Each line from the beginning of the data below through the line containing "golden brown fritter" should be repeated exactly, please.

#### [Records shown]
╭──
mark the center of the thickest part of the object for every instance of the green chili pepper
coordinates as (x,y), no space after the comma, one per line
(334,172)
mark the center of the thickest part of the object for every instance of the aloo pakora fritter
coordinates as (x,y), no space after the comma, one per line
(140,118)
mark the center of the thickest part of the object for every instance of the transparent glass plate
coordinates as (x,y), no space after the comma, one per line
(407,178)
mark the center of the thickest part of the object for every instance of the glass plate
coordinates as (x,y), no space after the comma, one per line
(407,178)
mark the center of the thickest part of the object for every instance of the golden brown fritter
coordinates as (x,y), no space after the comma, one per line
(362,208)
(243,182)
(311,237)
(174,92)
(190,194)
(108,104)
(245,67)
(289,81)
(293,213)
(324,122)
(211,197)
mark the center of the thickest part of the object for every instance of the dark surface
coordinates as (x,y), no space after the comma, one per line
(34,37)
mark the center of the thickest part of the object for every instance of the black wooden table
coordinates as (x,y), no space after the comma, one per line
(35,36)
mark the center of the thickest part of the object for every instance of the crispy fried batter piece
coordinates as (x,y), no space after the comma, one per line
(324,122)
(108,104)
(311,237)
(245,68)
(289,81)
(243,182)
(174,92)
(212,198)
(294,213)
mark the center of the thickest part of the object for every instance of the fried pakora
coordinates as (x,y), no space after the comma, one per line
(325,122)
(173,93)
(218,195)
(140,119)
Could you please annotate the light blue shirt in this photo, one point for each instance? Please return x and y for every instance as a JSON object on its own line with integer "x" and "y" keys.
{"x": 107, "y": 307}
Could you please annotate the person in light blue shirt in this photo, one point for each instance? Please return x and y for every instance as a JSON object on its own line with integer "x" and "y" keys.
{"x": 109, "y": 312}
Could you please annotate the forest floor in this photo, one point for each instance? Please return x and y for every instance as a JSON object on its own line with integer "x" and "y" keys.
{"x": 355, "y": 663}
╰──
#### [Expected answer]
mark the center of the thickest part of the object for every instance of the green chili pepper
coordinates as (x,y), no space after the comma, one per line
(334,172)
mark the center of the thickest part of the object for every instance of the aloo pakora fritter
coordinates as (x,y), no space after the comma, one per line
(140,118)
mark the center of the thickest part of the object for every instance of the transparent glass plate
coordinates as (x,y), no space after the comma, one per line
(407,178)
mark the center of the thickest part of the object for every instance of the glass plate
coordinates as (x,y), no space after the comma, one per line
(407,178)
mark the center of the thickest part of the object for every instance of the golden brown fritter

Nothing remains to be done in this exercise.